Beneath this instruction is a block of data; output from it exactly the lines that run from the one containing "Where can you spot the rooftop" through the one containing "Where can you spot the tree canopy", inclusive.

Dataset entries:
::::
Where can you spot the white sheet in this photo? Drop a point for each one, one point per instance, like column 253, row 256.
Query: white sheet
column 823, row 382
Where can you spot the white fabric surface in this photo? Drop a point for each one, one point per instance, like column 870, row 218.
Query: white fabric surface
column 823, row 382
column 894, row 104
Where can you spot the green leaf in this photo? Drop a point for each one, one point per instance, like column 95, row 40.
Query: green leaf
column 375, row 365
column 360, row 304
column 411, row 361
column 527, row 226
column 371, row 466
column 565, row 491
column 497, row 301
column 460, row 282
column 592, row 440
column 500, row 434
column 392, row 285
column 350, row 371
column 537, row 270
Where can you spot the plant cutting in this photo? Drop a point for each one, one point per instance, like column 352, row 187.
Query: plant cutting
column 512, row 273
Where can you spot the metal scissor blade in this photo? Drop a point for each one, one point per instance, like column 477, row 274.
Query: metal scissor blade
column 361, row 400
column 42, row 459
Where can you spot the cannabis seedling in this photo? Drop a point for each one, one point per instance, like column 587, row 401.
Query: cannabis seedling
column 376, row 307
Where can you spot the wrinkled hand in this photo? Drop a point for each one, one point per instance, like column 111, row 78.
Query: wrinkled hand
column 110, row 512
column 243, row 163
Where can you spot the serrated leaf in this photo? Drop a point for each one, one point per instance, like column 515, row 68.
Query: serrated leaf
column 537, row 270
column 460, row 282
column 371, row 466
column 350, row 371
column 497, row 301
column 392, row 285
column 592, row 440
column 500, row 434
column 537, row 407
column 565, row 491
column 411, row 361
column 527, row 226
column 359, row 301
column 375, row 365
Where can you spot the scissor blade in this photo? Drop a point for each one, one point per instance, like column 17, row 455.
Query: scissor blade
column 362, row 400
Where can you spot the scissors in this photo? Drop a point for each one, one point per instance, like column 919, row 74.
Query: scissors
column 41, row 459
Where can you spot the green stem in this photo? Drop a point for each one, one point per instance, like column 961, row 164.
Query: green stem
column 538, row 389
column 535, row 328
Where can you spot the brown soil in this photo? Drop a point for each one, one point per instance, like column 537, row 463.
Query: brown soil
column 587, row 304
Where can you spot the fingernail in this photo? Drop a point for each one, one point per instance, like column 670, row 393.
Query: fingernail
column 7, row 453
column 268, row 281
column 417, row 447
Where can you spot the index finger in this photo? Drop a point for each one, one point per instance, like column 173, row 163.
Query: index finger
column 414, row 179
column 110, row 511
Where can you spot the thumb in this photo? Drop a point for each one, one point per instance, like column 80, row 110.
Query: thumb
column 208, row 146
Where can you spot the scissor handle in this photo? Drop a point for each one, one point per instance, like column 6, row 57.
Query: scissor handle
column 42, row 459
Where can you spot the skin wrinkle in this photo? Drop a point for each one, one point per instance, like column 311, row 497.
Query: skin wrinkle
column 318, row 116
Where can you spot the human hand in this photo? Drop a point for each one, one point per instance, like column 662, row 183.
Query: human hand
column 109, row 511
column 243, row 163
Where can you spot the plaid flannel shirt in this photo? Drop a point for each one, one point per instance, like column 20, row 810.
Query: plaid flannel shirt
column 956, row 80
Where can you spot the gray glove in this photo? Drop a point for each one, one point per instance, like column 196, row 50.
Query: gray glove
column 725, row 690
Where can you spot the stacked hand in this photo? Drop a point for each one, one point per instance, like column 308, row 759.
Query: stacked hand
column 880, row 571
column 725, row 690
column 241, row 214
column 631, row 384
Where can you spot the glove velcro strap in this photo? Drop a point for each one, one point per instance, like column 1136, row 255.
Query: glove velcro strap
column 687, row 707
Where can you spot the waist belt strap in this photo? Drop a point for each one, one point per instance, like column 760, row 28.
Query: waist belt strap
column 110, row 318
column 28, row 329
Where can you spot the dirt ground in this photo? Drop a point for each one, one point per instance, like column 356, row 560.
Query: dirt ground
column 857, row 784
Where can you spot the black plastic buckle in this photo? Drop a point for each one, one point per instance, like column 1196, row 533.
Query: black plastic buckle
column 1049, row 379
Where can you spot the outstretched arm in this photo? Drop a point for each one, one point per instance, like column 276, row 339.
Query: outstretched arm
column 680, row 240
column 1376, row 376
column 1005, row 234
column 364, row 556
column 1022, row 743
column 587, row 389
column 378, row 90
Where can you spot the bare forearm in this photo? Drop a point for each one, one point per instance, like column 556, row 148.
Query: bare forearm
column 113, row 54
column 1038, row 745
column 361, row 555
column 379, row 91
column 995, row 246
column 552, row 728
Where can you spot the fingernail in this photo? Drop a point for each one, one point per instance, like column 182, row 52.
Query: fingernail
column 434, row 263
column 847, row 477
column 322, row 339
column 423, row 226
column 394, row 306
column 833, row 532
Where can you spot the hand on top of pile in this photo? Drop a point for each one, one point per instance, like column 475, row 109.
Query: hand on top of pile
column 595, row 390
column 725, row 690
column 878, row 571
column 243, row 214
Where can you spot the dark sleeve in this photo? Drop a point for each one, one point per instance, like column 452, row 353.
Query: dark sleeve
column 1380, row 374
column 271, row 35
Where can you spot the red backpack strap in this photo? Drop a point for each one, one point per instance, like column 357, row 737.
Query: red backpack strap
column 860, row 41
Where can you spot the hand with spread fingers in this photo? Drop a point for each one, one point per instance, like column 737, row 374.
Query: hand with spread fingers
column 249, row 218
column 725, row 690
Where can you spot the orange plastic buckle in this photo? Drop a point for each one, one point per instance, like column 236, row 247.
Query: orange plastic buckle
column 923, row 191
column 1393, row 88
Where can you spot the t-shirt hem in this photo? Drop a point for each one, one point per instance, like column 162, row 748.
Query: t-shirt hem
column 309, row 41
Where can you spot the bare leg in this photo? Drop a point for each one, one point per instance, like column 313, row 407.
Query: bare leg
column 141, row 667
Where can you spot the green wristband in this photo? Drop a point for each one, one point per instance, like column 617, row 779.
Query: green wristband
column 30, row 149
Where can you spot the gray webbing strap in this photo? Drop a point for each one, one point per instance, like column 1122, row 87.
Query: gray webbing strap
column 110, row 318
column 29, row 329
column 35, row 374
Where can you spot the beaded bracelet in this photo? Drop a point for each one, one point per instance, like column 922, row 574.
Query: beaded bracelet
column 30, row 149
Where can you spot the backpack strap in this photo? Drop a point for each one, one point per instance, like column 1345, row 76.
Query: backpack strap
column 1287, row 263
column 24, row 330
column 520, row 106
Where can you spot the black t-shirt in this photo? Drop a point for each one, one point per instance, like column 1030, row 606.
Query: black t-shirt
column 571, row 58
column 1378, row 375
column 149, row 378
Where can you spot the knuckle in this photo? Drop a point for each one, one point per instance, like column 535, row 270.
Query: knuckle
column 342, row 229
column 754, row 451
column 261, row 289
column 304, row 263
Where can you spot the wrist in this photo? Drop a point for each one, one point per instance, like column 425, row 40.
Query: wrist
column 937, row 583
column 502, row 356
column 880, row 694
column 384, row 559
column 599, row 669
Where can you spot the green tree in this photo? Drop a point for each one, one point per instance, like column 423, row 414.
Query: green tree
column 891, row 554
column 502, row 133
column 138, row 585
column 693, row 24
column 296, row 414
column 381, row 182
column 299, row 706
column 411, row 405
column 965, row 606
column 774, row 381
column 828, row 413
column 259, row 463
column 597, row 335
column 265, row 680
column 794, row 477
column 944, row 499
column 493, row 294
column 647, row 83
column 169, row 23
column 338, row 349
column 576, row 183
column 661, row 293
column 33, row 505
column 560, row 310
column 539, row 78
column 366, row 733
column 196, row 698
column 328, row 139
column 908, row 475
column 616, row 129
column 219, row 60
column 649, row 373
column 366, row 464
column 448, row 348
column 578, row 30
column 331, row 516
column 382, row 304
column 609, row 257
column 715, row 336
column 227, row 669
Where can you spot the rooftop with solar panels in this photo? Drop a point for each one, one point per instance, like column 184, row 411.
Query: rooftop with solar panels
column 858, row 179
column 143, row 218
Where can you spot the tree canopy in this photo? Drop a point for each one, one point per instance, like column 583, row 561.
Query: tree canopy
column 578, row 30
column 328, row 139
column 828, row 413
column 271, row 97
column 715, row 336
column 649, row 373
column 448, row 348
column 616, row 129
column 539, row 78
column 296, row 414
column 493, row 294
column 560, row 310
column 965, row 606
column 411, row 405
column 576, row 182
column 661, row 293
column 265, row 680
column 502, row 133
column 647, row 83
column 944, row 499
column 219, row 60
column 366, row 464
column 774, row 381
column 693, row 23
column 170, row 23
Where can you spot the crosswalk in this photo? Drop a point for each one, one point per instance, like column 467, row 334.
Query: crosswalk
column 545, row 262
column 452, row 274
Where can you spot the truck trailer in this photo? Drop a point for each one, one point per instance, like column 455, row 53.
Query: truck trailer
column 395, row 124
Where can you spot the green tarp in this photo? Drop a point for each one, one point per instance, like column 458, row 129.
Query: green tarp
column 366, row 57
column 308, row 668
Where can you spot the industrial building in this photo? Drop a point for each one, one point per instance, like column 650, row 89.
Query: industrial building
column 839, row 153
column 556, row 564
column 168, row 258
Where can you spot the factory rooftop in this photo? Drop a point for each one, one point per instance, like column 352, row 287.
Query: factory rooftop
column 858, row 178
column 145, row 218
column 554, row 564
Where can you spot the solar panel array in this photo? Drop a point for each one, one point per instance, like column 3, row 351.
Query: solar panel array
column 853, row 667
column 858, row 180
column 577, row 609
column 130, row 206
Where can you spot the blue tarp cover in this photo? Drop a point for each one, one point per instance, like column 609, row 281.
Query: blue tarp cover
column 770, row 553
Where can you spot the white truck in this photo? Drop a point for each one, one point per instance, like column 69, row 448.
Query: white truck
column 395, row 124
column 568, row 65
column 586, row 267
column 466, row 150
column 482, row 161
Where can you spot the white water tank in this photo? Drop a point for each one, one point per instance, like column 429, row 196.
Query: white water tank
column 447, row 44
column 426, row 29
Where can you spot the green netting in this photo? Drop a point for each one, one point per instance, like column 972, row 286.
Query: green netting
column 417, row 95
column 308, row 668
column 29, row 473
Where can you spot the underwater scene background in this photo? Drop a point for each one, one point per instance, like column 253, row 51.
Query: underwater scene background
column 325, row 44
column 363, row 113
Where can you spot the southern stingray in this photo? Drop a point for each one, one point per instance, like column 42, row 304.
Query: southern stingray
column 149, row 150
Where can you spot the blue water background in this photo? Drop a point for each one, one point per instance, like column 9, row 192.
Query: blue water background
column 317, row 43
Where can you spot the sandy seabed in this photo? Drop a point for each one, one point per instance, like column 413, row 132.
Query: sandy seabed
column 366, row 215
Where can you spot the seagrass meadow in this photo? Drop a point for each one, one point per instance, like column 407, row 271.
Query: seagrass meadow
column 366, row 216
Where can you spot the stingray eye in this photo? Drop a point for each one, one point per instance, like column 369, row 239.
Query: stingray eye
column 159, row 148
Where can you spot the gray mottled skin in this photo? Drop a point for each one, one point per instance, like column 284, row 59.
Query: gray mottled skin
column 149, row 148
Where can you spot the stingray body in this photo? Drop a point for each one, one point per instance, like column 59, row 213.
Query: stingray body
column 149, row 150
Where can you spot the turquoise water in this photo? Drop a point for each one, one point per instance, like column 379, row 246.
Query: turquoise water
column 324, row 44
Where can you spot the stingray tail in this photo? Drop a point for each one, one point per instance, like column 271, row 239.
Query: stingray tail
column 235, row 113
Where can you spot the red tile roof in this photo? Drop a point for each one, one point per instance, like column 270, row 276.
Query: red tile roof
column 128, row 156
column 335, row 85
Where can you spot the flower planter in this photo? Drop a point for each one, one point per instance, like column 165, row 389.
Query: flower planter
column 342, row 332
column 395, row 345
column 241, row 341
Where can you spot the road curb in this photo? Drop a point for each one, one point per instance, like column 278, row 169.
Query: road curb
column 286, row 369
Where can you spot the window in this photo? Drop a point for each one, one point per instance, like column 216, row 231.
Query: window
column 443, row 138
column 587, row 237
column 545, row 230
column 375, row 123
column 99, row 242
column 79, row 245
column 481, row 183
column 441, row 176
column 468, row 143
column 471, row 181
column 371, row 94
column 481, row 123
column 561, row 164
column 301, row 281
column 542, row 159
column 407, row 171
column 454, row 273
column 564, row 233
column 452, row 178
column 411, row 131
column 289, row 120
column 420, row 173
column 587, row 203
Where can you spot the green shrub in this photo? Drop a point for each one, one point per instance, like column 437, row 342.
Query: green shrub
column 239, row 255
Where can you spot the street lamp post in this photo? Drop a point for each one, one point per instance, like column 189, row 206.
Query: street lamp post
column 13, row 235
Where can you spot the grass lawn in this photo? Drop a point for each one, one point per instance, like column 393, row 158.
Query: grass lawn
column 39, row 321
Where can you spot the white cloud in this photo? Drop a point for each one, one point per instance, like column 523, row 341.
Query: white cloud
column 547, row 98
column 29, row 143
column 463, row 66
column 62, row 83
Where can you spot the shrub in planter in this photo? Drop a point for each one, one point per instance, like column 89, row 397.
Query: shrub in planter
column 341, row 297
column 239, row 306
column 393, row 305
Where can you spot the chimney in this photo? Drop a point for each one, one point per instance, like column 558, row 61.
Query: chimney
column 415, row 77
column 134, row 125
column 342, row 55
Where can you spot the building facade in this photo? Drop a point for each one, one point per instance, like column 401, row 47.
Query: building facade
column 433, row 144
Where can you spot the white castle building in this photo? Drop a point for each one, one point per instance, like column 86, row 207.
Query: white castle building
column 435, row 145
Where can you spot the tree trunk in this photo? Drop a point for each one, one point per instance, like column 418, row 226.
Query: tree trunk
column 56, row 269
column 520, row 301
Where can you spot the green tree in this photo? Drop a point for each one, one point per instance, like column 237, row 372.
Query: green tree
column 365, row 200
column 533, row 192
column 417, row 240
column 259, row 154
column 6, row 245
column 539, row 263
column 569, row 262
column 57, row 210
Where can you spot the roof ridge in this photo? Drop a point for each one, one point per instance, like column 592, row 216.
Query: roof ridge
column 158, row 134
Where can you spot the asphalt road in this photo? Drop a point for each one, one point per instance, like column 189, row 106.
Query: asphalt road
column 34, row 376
::::
Task answer>
Where can you spot the rooftop with solar panels in this photo? Drop a point for each one, one point per instance, like column 184, row 411.
Query: rooftop with solar panels
column 858, row 179
column 143, row 218
Where can you spot the tree canopy in this photo? Drop a point for each one, one point per instance, like column 583, row 561.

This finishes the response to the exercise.